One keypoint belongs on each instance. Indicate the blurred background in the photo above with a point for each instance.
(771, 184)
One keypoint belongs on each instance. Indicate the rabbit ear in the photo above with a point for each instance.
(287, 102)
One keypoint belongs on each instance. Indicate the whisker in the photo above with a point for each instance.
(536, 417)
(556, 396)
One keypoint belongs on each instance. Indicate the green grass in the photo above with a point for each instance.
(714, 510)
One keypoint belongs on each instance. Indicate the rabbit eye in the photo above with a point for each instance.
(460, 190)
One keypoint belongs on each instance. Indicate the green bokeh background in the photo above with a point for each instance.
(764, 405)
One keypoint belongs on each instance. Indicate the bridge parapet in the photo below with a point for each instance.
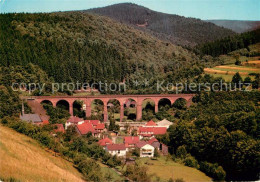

-------------------------

### Instructions to follow
Please repeat the listing with "Indicate" switched to "Mark" wherever it occurs and every other word left as it is. Leave the pictures out.

### Completed task
One keypoint belongs on each instance. Mark the blurred background in the photo above with a point for each instance.
(771, 184)
One keypoint belongs on each instance. Mark the rabbit ear in the photo above with a point for each instance.
(287, 102)
One keypoint belongs on each instance. Mark the whisker in the photo above with a point for each instance.
(536, 417)
(556, 396)
One keypoint belongs on each instance. Mark the green grass in the photo above with a point for each instance.
(714, 510)
One keypoint belongs on each instance. Mark the rabbit eye in the photo above with a point for each instance.
(460, 190)
One keypoint belongs on each instance. Mark the green bokeh background in the photo above with a point for each instance.
(764, 405)
One keypoint belongs on each instance. Mark the bridge parapet in the photo below with a point for each instance.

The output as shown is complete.